▼
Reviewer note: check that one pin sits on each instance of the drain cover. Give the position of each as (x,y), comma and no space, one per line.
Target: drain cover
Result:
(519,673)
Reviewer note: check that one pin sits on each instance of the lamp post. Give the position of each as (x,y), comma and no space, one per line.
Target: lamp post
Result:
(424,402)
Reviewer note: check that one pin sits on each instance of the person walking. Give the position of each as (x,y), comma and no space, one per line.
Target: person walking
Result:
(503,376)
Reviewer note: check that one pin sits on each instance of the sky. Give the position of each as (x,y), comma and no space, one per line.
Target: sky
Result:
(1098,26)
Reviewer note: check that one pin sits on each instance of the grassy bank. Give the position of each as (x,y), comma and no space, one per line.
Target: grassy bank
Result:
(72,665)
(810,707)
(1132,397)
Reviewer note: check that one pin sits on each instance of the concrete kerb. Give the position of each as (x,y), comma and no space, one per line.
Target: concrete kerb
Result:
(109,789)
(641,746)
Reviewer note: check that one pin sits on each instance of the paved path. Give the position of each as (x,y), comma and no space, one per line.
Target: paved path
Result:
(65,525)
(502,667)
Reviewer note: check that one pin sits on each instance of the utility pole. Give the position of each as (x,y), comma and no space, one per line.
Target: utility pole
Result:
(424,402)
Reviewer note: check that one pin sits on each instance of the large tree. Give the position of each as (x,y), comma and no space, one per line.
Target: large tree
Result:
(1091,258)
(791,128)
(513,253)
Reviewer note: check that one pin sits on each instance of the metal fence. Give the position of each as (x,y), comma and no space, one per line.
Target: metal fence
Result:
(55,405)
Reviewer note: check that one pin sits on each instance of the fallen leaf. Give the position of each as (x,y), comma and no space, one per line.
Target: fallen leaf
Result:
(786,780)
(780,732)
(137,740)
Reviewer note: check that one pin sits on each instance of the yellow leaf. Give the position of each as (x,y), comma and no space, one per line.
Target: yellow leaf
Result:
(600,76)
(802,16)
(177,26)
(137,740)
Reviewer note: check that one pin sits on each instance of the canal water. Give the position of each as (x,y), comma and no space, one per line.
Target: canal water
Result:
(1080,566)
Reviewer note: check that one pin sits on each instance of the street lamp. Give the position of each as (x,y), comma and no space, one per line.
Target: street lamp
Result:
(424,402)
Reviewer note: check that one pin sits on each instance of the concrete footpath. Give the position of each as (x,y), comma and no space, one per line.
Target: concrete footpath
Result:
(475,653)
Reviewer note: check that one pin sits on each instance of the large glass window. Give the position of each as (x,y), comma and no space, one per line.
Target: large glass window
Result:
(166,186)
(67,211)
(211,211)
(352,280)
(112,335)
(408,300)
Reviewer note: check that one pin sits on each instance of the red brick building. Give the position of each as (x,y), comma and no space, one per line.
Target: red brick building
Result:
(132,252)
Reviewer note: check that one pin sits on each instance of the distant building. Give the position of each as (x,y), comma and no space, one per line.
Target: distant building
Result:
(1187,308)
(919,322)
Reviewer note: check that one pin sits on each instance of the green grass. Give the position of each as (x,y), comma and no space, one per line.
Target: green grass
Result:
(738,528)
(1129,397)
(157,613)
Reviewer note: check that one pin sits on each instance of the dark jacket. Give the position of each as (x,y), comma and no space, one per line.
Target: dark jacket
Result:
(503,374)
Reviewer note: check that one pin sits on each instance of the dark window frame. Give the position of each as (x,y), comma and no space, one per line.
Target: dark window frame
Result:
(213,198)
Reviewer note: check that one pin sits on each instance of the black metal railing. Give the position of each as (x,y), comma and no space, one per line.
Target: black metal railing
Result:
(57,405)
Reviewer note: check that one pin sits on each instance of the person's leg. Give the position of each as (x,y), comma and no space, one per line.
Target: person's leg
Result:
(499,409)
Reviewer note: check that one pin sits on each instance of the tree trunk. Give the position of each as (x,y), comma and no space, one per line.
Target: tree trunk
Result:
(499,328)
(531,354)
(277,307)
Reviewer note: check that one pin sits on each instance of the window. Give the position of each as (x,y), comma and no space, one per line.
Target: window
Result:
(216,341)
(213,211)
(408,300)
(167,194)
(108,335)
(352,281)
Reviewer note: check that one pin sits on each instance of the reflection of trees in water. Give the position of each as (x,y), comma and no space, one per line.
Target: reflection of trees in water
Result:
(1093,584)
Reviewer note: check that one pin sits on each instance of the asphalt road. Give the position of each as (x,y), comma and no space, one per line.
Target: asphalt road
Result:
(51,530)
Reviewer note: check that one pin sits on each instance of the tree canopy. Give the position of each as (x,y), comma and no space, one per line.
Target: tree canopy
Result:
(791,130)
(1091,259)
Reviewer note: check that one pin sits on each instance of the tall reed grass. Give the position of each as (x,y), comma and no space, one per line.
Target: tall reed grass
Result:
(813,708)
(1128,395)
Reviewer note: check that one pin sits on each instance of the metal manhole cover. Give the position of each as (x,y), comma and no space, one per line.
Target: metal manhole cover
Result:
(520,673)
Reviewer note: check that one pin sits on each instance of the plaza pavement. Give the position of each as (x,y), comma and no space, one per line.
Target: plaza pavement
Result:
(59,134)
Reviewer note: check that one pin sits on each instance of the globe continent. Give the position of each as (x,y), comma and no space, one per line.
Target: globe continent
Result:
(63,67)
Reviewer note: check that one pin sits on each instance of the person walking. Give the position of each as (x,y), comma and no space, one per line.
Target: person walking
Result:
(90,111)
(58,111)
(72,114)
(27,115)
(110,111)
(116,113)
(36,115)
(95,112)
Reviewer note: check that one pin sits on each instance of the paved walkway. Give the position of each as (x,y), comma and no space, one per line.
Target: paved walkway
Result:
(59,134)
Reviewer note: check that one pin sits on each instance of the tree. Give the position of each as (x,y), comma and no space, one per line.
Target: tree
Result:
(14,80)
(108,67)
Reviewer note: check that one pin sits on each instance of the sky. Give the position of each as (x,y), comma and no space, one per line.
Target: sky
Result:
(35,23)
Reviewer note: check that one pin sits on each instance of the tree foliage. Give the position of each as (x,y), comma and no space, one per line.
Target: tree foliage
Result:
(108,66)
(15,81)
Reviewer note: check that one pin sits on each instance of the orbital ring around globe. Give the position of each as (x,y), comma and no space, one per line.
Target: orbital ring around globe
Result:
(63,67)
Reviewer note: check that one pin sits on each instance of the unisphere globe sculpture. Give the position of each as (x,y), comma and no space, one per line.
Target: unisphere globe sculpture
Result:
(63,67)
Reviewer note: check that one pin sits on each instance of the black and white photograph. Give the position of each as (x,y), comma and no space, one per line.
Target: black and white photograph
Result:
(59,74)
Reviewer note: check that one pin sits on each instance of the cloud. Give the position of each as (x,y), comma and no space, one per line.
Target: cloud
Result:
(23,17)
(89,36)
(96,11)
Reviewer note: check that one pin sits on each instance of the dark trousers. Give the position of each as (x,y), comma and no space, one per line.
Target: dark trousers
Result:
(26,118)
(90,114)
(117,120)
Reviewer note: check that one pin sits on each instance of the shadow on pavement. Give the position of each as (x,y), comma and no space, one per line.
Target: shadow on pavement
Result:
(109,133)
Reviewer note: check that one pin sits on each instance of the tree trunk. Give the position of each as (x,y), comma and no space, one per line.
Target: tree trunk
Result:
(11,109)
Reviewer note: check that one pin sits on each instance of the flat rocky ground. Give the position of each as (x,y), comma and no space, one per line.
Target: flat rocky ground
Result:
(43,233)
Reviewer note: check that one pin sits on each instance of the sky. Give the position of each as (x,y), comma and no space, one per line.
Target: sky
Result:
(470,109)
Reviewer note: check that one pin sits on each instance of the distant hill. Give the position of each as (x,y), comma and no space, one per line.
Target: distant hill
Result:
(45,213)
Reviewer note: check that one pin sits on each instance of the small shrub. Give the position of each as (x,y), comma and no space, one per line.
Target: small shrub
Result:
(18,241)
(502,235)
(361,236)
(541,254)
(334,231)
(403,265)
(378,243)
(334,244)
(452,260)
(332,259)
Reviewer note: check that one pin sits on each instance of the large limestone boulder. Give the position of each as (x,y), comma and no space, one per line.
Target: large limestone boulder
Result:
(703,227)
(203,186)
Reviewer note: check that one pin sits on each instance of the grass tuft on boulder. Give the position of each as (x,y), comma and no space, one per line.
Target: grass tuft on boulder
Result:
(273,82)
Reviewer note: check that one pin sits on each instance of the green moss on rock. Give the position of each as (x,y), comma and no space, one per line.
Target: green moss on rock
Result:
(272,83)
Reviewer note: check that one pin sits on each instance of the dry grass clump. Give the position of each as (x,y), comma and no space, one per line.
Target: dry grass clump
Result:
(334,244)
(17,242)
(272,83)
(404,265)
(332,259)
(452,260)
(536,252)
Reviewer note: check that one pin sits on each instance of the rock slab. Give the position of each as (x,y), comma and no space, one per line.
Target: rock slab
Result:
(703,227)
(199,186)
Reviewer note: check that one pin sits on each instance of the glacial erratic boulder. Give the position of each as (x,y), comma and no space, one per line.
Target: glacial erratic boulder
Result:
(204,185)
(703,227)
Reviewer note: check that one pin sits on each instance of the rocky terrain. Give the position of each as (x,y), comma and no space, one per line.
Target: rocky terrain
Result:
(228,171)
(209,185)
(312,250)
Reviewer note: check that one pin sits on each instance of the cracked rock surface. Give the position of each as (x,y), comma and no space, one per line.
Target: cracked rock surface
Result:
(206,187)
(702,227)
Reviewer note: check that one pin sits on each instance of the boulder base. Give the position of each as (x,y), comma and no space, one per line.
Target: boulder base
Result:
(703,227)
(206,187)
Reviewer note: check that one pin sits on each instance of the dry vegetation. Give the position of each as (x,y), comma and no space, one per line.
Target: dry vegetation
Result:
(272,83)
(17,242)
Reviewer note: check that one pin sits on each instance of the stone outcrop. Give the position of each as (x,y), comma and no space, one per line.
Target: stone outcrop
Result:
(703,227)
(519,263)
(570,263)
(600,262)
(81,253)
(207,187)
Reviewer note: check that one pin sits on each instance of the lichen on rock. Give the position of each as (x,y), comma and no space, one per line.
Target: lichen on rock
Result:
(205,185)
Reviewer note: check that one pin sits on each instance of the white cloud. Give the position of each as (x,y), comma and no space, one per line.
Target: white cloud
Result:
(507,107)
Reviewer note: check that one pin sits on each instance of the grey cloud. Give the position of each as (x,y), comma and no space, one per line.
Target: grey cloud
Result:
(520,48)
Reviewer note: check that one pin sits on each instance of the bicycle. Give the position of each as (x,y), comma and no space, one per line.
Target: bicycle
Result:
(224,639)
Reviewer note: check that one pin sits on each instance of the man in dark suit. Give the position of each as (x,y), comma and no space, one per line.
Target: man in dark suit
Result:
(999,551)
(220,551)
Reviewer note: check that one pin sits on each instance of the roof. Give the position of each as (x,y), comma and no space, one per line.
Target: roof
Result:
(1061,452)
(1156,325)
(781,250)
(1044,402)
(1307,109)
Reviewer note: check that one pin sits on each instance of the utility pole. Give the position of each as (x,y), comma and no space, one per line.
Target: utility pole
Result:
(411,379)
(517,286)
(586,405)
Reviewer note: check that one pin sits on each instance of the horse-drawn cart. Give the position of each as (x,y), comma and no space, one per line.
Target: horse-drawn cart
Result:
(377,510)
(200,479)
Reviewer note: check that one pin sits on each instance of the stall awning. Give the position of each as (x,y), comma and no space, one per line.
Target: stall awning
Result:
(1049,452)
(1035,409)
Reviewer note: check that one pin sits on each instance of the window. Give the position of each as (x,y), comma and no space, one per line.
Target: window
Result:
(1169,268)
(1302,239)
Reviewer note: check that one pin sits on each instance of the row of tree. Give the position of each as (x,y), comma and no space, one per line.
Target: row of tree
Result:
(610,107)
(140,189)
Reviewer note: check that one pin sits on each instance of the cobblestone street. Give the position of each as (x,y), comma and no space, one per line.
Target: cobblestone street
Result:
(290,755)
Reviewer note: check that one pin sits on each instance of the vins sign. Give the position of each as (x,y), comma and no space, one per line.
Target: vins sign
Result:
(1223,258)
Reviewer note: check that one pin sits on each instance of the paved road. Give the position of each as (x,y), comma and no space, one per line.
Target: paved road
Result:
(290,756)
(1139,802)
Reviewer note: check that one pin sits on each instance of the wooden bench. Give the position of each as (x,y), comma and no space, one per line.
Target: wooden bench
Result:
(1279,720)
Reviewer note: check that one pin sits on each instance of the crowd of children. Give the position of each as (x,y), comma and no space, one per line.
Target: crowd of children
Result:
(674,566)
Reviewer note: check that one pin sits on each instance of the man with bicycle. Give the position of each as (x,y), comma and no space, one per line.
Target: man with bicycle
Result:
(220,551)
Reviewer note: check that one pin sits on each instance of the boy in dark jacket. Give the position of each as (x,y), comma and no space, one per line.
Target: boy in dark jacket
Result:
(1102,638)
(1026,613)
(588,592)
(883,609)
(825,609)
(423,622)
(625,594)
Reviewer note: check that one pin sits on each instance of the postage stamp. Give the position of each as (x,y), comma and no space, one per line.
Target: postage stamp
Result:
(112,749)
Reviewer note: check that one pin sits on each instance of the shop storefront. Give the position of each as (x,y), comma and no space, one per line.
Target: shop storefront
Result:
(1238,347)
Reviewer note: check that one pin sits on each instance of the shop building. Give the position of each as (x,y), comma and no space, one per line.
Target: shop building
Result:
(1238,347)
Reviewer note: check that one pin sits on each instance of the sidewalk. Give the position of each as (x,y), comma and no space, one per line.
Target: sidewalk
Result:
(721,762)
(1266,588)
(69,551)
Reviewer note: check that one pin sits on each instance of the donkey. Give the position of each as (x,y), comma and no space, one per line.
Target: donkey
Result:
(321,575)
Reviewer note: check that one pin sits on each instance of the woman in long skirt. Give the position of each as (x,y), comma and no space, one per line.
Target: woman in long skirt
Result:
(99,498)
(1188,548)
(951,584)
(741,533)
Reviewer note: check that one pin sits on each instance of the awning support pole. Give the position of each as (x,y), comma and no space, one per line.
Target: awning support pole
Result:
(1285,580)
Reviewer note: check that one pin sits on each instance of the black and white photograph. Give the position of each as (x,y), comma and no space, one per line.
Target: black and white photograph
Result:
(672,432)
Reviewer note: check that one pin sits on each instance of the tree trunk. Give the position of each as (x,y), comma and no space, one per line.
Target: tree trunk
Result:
▲
→ **Directions for this task**: Beginning at the line that holds "of the postage", reproduce each line of the records above down to and including the last one.

→ **Result of the task**:
Reviewer note: check that one pin sits on each instance of the postage stamp. Give the position of each as (x,y), comma and no space, one per line.
Target: postage stamp
Result:
(112,749)
Reviewer note: check that one pin sits on each instance of the shop storefront. Give the position of each as (x,y), comma and no space, one per line.
Target: shop storefront
Result:
(1238,347)
Reviewer note: check that one pin sits on each instance of the shop building. Give the position of each as (x,y), comma and no space, one per line.
Target: shop building
Result:
(1238,347)
Reviewer note: check that one pin sits on each instance of the sidewalk. Give the position of each as (x,y), comma and no space, one per line.
Target: sidewalk
Result:
(721,762)
(1266,588)
(69,551)
Reviewer note: check that one pin sits on each instance of the donkey. Give the position of each as (x,y), comma and no space, one per line.
Target: donkey
Result:
(321,575)
Reviewer note: check that one pin sits on each instance of the woman in long skirt. Give the position of each as (x,y), comma and no space, one per line.
Target: woman in long skirt
Result:
(99,498)
(1188,548)
(951,584)
(741,533)
Reviewer note: check that one pin sits on each instance of the awning support pole. Give the position of each as (x,y), comma and no space, one per line.
Target: awning support pole
Result:
(1285,580)
Reviewer note: check that one pin sits on each instance of the black and white photograph. Give the position of each as (x,y), comma and no space, one per line.
Target: black and white photograph
Result:
(672,432)
Reviewer note: check that one pin sits on each instance of the tree trunk. Give the position of each as (x,y), comma and no space, one per line.
Target: tree trunk
Result:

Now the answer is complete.